**Directions for this task:** Using the word "white" as the filter, copy each matching line from the records.

**Dataset content:**
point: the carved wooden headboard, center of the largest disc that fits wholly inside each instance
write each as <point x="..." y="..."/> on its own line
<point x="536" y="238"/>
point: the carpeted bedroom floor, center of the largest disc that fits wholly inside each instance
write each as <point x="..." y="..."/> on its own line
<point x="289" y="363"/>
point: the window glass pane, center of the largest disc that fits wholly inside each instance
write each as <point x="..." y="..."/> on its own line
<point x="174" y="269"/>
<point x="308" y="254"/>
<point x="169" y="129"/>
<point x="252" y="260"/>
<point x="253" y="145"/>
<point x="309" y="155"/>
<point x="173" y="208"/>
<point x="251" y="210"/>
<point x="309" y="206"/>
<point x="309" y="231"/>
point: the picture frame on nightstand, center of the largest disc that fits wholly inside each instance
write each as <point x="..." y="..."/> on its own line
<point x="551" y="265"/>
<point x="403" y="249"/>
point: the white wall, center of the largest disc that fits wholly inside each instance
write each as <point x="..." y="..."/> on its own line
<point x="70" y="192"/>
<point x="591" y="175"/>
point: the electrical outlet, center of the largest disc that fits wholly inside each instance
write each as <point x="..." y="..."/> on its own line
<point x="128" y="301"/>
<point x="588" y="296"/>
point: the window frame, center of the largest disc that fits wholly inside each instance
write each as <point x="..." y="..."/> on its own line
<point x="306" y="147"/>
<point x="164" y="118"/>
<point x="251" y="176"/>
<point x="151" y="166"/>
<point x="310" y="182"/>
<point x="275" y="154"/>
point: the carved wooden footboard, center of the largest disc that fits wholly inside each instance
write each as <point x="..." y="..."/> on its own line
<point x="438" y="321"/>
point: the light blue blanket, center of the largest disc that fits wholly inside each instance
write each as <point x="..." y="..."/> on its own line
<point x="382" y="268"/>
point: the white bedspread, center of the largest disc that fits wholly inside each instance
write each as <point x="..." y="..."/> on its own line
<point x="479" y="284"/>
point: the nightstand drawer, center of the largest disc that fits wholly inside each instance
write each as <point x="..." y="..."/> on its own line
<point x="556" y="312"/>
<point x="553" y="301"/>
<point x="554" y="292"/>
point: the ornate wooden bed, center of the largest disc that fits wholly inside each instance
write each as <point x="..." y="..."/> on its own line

**Solution to this task:**
point: the white wall, center of the largest disc that fits wholly inside each instance
point: the white bedspread, center of the largest disc that fits wholly inside each instance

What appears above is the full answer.